-- begin Stored data --
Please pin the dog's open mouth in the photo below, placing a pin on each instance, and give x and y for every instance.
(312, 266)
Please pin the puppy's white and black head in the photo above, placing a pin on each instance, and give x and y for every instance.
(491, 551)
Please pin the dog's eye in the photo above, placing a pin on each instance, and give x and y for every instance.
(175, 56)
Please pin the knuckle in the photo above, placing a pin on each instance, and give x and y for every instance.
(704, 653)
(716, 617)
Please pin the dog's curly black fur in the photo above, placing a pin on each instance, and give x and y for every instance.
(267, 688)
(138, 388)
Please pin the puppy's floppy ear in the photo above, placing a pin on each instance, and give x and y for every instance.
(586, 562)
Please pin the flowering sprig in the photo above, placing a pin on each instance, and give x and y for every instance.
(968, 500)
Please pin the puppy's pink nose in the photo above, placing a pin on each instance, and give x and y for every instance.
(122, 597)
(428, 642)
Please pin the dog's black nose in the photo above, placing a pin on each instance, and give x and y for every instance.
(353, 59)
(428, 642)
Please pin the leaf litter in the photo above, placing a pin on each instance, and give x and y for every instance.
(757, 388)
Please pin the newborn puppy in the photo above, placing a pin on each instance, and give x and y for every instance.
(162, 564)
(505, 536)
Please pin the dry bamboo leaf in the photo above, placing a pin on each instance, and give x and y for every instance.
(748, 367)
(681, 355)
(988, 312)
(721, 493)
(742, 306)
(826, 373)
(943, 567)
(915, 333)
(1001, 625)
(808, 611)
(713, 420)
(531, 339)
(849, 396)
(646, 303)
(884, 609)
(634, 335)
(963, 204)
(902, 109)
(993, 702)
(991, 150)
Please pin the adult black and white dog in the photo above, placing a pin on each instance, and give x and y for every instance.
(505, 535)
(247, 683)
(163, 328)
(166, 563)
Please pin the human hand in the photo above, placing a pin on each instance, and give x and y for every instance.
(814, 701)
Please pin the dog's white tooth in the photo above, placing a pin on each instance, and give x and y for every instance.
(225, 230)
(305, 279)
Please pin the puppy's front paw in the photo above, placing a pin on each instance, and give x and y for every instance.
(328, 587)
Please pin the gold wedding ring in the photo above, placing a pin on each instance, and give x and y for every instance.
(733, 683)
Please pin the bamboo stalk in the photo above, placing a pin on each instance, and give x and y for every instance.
-- end Stored data --
**Task:**
Please rewrite the records above as a numbered list, covering only the lines from the one containing "Please pin the dog's white" through the end of the records, inclusive. Leave out any blank lines.

**Output for this exercise:**
1. Please pin the dog's white tooth in the photo above, placing a pin on each instance, and give x and y for every instance.
2. (225, 230)
3. (305, 279)
4. Please pin the puppy's front paw in the photo above, placing a pin on each instance, and give x and y for every instance.
5. (328, 587)
6. Please pin the gold wedding ring in the photo above, placing a pin on each instance, and give x and y for every instance.
7. (733, 683)
8. Please pin the bamboo stalk in the photo above, placing a pin on each instance, and give x and y for every instance.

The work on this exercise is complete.